BEGIN DATASET RECORDS
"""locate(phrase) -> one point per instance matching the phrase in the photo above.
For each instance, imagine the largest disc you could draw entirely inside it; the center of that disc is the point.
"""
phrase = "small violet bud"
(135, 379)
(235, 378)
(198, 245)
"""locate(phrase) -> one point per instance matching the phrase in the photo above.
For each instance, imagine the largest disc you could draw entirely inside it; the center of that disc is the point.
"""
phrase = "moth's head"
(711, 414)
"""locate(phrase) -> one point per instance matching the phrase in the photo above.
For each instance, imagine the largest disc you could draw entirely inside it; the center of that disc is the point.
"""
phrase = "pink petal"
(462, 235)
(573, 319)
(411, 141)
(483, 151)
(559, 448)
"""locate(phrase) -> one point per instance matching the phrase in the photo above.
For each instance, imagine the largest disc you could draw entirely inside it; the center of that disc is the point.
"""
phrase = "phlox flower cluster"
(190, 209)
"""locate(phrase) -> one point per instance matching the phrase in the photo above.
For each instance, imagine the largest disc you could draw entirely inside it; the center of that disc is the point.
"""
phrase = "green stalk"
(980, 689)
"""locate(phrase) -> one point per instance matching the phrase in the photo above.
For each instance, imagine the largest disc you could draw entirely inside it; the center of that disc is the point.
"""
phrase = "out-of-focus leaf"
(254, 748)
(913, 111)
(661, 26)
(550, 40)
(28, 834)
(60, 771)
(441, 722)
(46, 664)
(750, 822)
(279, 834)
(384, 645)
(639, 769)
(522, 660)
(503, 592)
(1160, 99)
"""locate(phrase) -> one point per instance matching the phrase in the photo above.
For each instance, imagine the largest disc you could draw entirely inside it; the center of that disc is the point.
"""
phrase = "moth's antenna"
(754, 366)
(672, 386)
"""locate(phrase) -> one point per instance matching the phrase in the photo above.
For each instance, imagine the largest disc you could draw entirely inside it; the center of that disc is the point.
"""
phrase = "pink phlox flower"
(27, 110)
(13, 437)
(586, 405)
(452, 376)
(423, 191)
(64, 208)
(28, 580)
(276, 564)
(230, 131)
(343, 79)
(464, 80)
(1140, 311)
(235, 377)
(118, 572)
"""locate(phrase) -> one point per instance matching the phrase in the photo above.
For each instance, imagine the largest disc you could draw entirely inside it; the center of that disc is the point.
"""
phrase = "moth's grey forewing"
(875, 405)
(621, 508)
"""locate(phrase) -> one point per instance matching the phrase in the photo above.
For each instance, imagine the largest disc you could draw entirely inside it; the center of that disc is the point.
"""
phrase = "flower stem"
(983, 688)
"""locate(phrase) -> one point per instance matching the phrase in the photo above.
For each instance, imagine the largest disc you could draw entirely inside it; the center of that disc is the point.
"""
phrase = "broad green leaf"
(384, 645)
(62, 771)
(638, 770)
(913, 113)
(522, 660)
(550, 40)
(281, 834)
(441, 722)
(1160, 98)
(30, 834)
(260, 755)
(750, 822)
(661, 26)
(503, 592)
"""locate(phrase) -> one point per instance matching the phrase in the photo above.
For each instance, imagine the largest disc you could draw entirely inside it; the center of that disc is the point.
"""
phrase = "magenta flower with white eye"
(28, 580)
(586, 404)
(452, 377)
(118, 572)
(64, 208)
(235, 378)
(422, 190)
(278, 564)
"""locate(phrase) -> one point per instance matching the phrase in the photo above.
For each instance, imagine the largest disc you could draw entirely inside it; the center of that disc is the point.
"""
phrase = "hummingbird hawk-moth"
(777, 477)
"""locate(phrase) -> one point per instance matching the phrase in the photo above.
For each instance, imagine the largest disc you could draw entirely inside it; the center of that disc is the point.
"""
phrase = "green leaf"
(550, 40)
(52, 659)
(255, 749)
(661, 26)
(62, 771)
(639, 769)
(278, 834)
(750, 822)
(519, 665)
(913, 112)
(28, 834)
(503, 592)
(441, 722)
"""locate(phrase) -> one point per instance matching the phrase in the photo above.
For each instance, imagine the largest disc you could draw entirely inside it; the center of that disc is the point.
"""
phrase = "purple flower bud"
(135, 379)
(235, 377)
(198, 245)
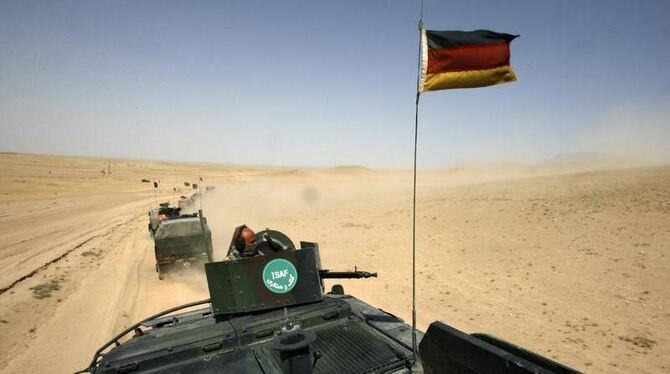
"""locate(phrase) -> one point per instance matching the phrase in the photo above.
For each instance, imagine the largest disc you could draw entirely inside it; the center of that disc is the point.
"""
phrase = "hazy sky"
(327, 82)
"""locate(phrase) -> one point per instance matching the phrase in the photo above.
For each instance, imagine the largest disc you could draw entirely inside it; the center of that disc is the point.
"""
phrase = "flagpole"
(416, 136)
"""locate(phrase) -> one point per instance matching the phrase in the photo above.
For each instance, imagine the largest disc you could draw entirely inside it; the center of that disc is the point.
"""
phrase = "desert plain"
(569, 259)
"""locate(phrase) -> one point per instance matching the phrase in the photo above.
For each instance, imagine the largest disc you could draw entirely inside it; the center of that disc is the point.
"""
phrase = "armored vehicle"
(164, 211)
(183, 239)
(268, 313)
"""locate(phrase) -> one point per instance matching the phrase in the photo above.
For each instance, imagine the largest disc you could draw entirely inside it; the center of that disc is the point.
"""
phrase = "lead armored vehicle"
(156, 216)
(182, 240)
(268, 313)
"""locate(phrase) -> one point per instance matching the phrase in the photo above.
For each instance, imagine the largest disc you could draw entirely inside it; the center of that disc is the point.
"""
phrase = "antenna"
(155, 186)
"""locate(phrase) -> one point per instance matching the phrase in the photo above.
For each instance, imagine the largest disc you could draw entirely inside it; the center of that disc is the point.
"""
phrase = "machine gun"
(356, 274)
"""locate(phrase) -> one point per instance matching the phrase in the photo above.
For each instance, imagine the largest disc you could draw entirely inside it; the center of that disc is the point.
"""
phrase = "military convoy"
(269, 312)
(163, 212)
(179, 239)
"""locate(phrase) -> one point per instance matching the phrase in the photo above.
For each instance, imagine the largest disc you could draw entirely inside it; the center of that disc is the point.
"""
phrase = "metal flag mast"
(416, 132)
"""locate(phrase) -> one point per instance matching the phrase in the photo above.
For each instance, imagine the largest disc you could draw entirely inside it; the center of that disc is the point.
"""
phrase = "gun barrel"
(327, 274)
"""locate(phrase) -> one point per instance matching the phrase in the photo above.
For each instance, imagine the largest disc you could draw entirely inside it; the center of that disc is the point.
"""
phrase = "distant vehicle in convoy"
(156, 216)
(182, 240)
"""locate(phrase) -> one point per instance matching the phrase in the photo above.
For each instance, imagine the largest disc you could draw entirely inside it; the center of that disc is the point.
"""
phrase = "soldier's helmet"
(244, 241)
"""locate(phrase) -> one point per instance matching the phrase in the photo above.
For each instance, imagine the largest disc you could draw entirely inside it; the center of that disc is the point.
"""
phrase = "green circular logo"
(280, 276)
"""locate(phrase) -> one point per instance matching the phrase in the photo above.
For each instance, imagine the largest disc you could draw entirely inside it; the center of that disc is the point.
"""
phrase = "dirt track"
(573, 265)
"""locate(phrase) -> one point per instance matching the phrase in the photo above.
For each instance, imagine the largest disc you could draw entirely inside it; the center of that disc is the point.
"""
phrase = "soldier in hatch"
(243, 243)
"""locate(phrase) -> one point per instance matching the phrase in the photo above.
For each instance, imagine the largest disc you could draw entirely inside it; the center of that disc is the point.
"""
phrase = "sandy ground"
(571, 263)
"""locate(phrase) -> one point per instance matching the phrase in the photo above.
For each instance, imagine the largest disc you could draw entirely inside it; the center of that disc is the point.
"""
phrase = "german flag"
(464, 59)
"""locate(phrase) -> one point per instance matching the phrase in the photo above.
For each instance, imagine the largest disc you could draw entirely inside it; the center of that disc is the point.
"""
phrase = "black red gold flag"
(464, 59)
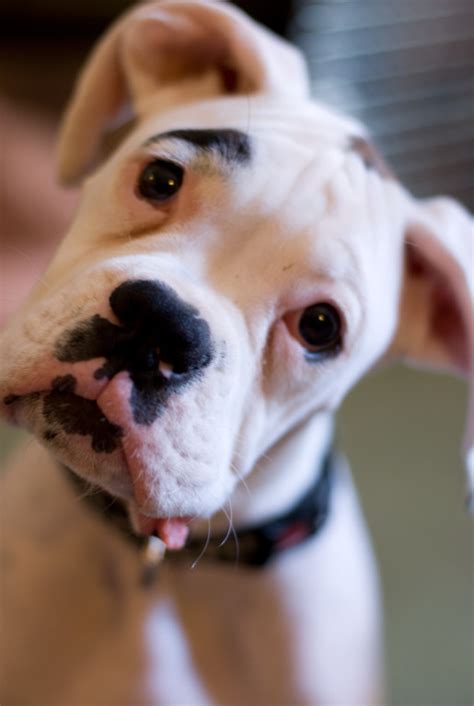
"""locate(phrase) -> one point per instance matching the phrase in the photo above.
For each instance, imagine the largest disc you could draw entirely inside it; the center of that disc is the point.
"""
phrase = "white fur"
(305, 221)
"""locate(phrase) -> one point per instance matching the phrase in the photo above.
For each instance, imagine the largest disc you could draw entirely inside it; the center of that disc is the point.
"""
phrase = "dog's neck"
(282, 476)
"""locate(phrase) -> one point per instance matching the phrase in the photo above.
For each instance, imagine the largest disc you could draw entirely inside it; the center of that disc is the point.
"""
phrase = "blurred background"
(406, 69)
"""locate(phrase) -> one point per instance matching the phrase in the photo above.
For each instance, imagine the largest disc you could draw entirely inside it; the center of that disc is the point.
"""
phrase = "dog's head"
(240, 257)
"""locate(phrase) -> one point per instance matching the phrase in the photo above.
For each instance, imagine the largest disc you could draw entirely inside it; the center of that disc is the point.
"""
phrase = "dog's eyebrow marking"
(370, 156)
(233, 146)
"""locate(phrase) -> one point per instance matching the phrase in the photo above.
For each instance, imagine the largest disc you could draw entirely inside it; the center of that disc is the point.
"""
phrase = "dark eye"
(160, 180)
(318, 329)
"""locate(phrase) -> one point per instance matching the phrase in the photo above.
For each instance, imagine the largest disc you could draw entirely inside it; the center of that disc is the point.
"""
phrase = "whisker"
(230, 521)
(206, 545)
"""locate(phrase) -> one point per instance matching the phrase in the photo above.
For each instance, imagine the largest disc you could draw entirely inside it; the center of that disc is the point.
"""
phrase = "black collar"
(252, 546)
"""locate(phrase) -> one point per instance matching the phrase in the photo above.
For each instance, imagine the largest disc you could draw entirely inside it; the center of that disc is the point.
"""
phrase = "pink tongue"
(172, 532)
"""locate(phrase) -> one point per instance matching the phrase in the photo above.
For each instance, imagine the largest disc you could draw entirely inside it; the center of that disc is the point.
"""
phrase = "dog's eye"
(160, 180)
(318, 329)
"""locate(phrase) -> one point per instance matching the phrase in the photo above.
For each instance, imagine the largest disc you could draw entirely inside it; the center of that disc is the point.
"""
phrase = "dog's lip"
(173, 531)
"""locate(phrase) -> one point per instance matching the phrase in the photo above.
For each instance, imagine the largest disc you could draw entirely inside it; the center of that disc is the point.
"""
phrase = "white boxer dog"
(239, 259)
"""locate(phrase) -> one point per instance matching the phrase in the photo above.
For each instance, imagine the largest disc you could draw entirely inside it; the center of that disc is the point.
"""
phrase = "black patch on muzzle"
(155, 324)
(76, 415)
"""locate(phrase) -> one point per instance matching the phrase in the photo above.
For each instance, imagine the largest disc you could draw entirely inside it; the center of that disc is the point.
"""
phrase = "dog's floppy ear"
(436, 325)
(176, 50)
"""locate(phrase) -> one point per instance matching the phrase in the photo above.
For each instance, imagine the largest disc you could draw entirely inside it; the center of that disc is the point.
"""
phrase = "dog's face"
(234, 267)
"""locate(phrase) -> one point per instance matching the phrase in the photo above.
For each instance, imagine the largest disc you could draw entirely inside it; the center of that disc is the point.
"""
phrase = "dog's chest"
(75, 596)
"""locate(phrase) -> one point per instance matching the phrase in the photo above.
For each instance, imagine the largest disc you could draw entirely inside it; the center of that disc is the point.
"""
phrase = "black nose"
(160, 327)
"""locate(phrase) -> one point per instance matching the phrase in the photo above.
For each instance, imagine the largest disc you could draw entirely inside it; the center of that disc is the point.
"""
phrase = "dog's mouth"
(58, 414)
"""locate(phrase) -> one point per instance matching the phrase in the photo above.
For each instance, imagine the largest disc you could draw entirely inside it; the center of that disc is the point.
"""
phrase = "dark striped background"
(406, 69)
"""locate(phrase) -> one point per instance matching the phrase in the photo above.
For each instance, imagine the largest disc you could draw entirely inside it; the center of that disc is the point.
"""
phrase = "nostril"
END DATASET RECORDS
• [EXERCISE GOAL] Extract every line from the records above that contains the word "flower", treating uppercase and lowercase as different.

• [RESPONSE FOR THIS EXERCISE]
phrase = "phlox flower cluster"
phrase = "pink phlox flower"
phrase = "flower stem"
phrase = "magenta flower with white eye"
phrase = "purple flower bud"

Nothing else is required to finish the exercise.